# What you need to do
Convert the rows below into a two-column CSV with the header instruction,output, one line for each row. Put each row's text under instruction and its answer under output, enclose every field in double quotes, and replace any line breaks inside a field with spaces.

# Given records
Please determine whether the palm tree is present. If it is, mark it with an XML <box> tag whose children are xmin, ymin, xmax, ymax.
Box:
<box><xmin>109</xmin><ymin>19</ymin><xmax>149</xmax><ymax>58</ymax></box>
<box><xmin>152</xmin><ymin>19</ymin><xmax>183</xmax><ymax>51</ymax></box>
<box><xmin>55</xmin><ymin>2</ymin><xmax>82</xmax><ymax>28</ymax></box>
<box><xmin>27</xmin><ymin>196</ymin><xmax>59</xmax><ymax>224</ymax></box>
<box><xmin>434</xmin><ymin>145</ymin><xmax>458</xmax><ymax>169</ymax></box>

# Task solution
instruction,output
"Please determine whether the palm tree is present. If it is, mark it with an XML <box> tag whose children are xmin, ymin, xmax, ymax. Box:","<box><xmin>109</xmin><ymin>19</ymin><xmax>149</xmax><ymax>58</ymax></box> <box><xmin>152</xmin><ymin>19</ymin><xmax>183</xmax><ymax>51</ymax></box> <box><xmin>55</xmin><ymin>2</ymin><xmax>82</xmax><ymax>28</ymax></box> <box><xmin>27</xmin><ymin>196</ymin><xmax>59</xmax><ymax>224</ymax></box> <box><xmin>434</xmin><ymin>145</ymin><xmax>458</xmax><ymax>169</ymax></box>"